[START Provided material]

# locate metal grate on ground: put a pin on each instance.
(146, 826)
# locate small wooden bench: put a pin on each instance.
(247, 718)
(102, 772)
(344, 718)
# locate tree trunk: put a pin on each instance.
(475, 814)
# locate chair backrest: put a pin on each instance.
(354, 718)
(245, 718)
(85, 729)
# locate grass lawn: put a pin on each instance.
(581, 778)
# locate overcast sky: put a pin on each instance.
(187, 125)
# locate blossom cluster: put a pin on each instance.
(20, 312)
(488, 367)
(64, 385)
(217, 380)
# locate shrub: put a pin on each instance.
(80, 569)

[END Provided material]
[START Provided material]

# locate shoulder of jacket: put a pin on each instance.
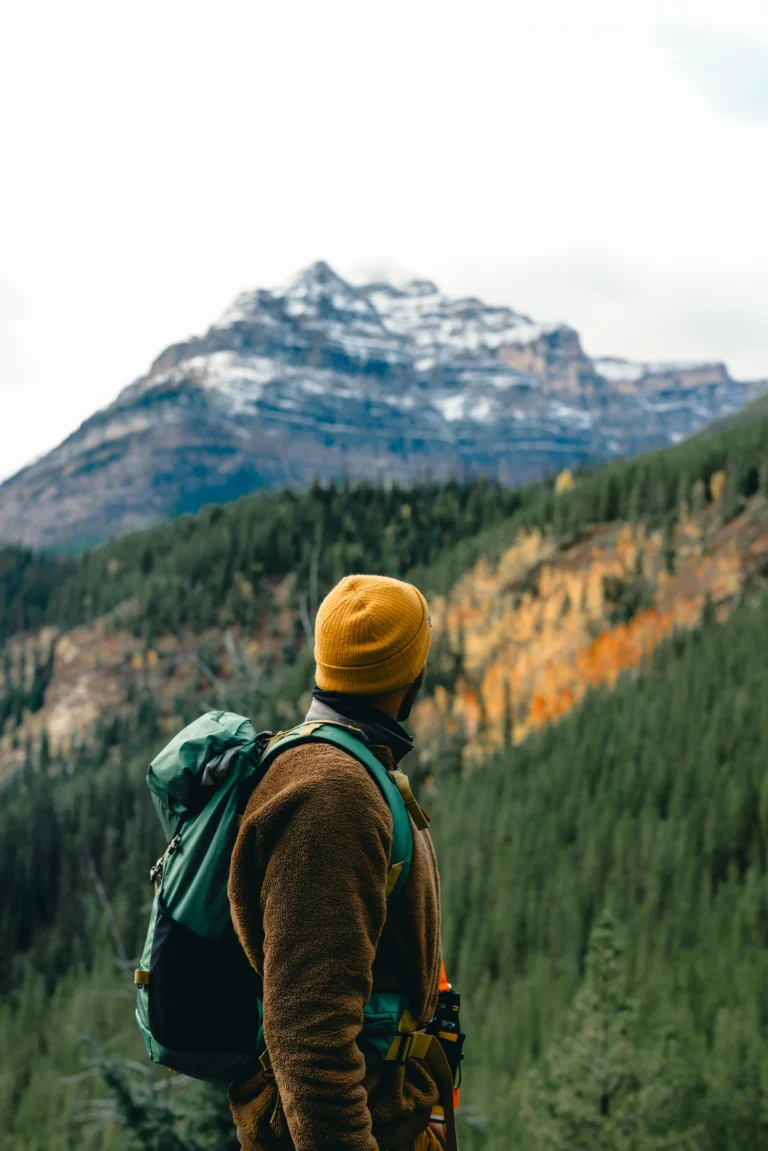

[END Provided material]
[START Provided material]

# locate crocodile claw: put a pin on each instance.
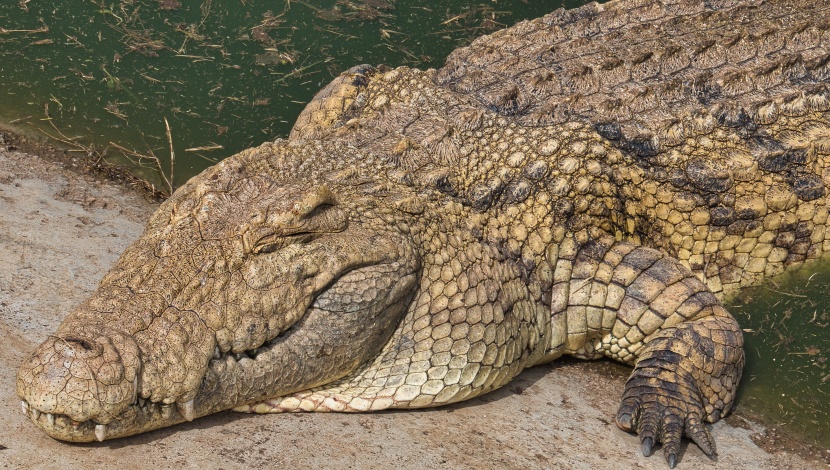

[END Provided material]

* **Exercise instructions**: Pull out every line of the data above that contains the string "lawn", and treat uppercase and lowercase as different.

* **Full answer**:
# locate grass lawn: put a pin on each instance.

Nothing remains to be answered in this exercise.